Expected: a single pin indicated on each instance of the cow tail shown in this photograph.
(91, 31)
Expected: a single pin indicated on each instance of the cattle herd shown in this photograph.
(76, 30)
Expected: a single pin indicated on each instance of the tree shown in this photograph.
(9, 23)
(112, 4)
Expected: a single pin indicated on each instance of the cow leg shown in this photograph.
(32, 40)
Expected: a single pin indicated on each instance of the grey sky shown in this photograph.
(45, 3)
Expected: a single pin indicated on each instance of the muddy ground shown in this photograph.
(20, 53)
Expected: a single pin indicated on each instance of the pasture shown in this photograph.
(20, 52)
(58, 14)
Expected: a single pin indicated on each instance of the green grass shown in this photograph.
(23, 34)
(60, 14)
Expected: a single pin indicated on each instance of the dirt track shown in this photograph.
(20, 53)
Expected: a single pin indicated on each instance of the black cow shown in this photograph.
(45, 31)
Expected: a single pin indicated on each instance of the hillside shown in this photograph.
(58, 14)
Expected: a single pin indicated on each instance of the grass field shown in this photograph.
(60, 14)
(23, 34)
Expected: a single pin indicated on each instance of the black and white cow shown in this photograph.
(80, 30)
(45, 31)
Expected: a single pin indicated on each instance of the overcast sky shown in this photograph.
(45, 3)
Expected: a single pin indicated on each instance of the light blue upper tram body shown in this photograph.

:::

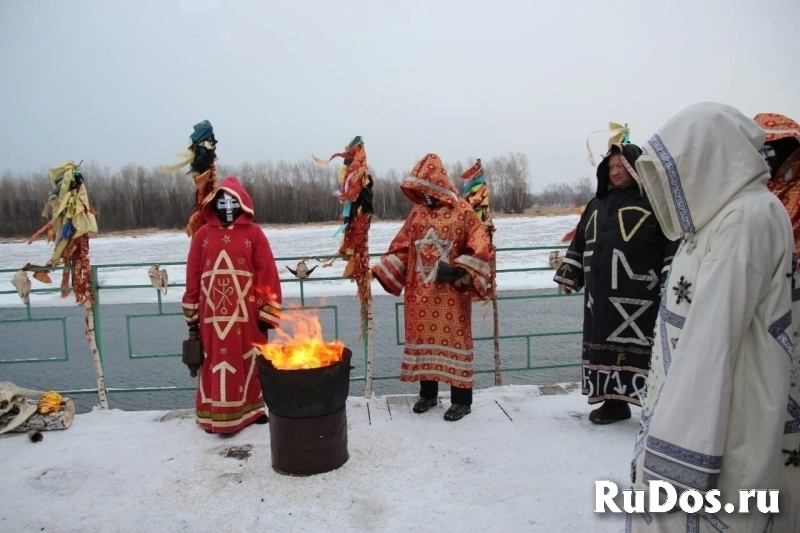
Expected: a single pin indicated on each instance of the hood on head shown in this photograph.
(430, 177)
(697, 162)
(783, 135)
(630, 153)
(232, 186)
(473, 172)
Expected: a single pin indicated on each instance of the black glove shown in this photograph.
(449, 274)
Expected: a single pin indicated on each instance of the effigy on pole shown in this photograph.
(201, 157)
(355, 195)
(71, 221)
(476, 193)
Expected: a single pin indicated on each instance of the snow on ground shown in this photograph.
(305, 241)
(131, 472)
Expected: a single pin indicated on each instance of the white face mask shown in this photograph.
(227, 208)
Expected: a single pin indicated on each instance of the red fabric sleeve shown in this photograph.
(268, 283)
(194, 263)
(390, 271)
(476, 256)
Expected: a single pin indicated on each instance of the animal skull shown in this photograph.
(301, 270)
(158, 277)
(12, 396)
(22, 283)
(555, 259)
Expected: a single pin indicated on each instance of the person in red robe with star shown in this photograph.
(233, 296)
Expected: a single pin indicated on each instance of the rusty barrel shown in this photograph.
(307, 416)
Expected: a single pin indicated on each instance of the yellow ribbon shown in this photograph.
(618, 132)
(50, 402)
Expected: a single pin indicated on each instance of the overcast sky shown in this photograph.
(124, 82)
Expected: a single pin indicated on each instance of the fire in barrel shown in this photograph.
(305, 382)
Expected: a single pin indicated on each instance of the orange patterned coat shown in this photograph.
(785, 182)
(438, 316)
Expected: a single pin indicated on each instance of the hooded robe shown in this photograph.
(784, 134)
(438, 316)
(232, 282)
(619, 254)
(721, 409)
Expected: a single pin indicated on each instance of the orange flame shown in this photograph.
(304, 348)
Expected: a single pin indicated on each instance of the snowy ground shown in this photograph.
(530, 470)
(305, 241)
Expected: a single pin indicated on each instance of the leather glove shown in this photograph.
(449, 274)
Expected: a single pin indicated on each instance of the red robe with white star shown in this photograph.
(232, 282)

:::

**What is needed:**
Reproduce, exactly as they stand in the data above, the lines from the one that holds "leg shown in this photograph." to the one that holds "Expected: a single pin indicated on each instance of the light", inclusive.

**Exercise response:**
Expected: a single pin indicated on each instance of the cow leg shown in this photograph.
(32, 40)
Expected: a single pin indicated on each instance of the grey sky shown in this photograph.
(45, 3)
Expected: a single pin indicated on each instance of the muddy ground shown in this photograph.
(20, 53)
Expected: a single pin indicated on each instance of the pasture shown in this photograph.
(20, 52)
(58, 14)
Expected: a single pin indicated on each instance of the green grass shown in this photograph.
(23, 34)
(60, 14)
Expected: a single pin indicated on each instance of the dirt track shown in this photograph.
(20, 53)
Expected: a single pin indicated on each instance of the black cow shown in this photograph.
(45, 31)
Expected: a single pin indicated on each instance of the hillside shown in this photograph.
(58, 14)
Expected: a single pin indicated on each instance of the grass field shown in this photograph.
(60, 14)
(23, 34)
Expected: a single pin indicated on each instance of the black and white cow shown in this photograph.
(80, 30)
(45, 31)
Expected: a single pin indicated on each instance of the overcast sky shown in this photograph.
(45, 3)
Expected: a single pin indicated on each instance of the light blue upper tram body shown in this photograph.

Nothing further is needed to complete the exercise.